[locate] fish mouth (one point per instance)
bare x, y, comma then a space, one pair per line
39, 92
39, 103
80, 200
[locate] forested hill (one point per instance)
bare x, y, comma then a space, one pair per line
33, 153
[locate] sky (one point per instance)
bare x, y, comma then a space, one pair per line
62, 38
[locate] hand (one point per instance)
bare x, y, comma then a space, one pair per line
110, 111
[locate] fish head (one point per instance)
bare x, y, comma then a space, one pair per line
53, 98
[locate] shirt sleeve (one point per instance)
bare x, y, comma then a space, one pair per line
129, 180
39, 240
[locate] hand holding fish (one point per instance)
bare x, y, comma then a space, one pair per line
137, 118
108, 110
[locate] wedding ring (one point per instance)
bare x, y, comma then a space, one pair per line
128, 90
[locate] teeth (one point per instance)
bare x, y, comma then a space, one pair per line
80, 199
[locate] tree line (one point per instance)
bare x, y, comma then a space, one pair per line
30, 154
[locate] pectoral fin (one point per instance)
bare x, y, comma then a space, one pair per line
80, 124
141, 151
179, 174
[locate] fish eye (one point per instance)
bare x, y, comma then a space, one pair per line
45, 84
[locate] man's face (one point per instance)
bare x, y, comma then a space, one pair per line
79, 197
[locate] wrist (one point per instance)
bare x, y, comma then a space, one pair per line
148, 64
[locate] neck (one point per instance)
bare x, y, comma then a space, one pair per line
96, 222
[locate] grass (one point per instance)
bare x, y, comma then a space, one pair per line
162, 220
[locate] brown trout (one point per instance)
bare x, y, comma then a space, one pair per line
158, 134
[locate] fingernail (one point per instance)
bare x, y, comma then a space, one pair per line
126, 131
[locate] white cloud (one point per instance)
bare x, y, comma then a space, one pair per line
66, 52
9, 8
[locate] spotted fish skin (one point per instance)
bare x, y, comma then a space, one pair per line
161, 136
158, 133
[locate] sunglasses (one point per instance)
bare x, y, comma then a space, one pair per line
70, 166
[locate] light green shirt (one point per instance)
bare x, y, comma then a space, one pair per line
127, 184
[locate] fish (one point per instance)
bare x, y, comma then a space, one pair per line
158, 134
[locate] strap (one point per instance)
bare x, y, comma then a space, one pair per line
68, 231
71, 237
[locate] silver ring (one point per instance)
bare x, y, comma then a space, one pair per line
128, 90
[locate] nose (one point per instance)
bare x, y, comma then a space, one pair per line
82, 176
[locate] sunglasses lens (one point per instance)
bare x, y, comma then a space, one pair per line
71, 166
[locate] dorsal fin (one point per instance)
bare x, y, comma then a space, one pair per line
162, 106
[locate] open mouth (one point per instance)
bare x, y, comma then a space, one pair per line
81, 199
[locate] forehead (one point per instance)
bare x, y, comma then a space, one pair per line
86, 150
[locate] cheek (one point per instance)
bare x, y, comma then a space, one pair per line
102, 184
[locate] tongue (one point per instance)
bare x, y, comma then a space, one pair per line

+++++

### STATED GOAL:
Swap "cheek" for "chin" in the entries, starting at the line that contains "[locate] open mouth (one point per instance)" and ending at the end of the entries. Give back only those lines, with nothing else changed.

### THE REPLY:
[locate] open mouth (one point per instance)
bare x, y, comma then a space, one pair per line
81, 199
[locate] forehead (one point per instance)
bare x, y, comma then a space, one pair per line
86, 150
[locate] chin (one point per instance)
bare x, y, comma then a space, one pair per line
102, 184
[locate] tongue (one point per instance)
bare x, y, comma then a space, one pair per line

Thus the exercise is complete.